What is required >>
Please pull out every line of the records below that contains the string "valley". Case counts, so a line qualifies only if the string appears with that exact capitalization.

======== Records to use

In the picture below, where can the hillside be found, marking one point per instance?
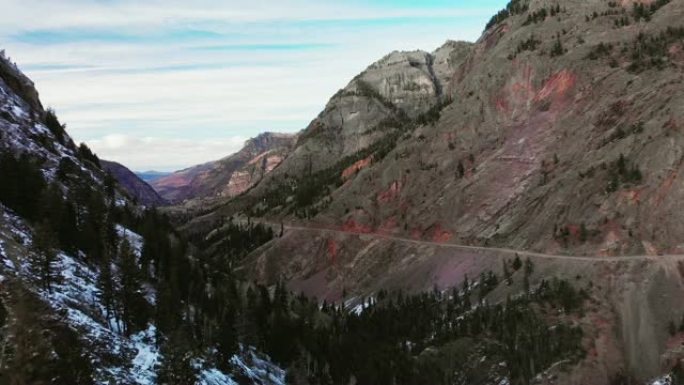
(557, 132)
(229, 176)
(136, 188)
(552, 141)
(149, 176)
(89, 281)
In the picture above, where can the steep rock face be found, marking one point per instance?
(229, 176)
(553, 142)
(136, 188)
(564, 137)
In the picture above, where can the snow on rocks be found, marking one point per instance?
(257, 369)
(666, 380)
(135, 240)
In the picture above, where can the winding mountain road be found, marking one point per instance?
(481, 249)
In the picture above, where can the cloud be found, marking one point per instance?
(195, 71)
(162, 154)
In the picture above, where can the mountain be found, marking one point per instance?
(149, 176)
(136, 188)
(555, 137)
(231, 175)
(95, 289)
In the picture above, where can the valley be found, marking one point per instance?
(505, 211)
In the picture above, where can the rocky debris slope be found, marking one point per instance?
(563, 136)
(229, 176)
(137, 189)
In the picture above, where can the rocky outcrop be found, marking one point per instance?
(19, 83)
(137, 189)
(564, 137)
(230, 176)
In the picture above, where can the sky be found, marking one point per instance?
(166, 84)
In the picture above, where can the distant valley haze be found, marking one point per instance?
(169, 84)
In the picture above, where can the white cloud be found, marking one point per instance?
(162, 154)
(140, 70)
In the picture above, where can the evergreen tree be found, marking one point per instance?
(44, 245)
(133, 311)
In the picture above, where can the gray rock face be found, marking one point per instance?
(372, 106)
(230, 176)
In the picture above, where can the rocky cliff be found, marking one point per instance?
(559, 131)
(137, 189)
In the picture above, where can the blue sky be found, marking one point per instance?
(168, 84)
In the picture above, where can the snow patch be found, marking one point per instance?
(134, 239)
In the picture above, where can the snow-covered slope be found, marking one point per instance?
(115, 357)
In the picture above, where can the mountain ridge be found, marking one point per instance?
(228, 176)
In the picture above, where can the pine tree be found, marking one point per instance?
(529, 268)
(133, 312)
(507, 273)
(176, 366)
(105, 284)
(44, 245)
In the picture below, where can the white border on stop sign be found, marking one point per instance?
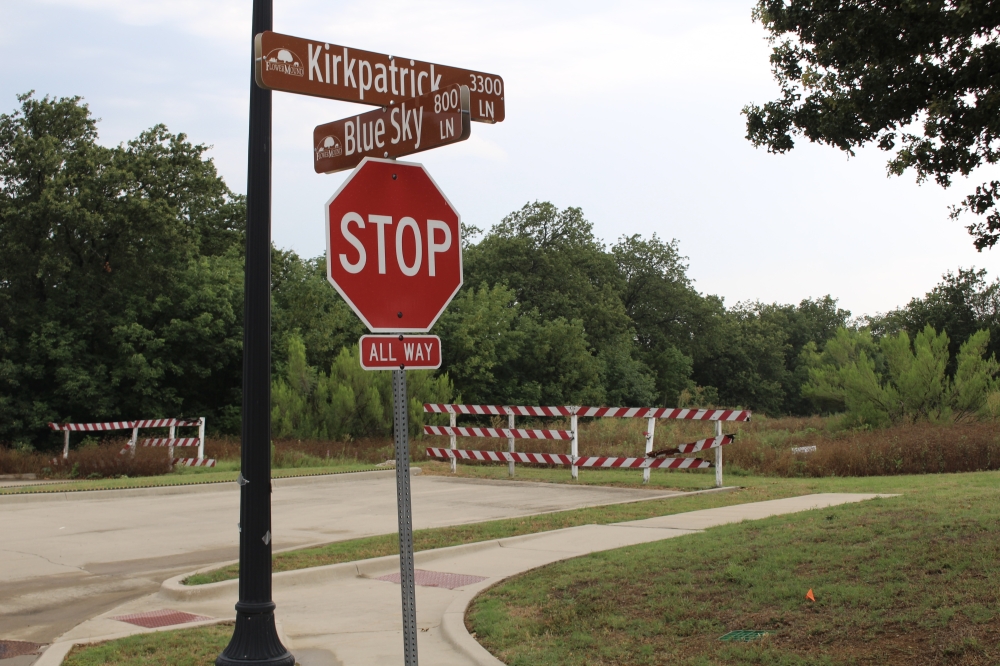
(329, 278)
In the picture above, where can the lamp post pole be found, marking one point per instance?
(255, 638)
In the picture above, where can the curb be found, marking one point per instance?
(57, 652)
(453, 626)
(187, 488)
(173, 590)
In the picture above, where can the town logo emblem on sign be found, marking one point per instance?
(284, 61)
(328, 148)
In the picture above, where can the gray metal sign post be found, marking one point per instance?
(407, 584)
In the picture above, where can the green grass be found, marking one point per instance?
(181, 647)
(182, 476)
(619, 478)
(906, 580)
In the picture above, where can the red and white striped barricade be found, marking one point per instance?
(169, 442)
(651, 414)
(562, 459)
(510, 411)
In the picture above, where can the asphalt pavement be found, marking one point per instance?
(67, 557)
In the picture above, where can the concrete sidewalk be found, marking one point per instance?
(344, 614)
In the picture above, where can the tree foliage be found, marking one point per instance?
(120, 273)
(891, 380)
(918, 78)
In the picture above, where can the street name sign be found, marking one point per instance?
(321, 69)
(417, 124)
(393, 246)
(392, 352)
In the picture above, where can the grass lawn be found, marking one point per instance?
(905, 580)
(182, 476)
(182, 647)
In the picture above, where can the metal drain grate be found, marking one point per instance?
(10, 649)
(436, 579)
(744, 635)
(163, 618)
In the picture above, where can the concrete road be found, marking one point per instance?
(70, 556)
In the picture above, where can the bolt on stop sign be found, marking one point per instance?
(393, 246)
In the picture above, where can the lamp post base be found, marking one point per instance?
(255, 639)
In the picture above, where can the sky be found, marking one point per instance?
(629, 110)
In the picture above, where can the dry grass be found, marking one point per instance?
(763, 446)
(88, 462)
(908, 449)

================
======== Records to use

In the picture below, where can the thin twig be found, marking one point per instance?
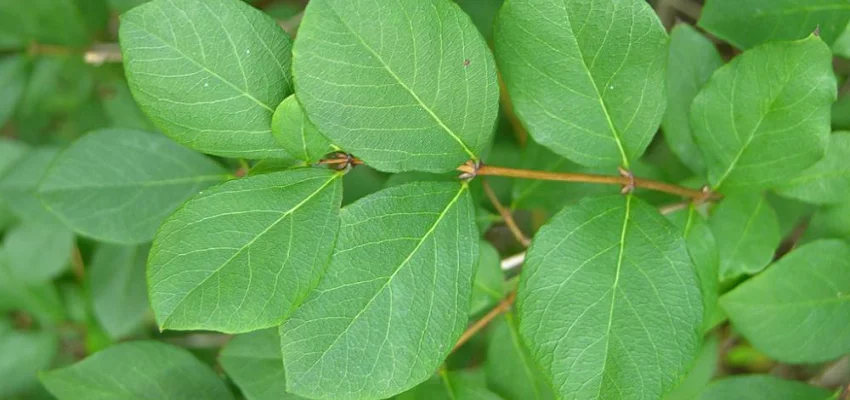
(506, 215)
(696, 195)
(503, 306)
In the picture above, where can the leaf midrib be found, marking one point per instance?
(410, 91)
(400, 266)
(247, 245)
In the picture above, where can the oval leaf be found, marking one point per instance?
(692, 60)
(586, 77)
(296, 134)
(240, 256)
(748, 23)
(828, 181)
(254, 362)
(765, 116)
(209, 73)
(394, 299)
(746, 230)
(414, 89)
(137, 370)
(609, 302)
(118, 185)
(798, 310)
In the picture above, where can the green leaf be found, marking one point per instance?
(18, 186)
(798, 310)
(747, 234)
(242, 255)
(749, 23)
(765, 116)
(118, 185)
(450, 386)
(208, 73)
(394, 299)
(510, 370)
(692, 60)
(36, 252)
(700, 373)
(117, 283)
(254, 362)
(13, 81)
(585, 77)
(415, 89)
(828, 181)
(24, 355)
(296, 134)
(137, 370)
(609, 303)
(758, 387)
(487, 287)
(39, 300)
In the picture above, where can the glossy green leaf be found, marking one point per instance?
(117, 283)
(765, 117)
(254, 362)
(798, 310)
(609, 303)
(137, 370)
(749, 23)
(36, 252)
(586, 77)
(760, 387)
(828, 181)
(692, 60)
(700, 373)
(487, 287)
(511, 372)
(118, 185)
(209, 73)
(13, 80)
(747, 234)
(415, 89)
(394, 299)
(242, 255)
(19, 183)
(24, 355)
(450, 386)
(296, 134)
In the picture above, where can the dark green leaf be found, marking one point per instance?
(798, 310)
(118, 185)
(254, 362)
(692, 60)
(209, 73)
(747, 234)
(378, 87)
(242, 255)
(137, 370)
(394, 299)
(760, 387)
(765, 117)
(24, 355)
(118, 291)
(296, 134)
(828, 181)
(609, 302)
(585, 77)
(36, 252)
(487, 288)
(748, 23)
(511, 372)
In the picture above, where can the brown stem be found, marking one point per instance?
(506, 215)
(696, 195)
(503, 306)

================

Task answer >>
In the picture above, where can the valley be found, marking one point per instance?
In the picture above, where can the distant valley haze be found, marking one point per instance?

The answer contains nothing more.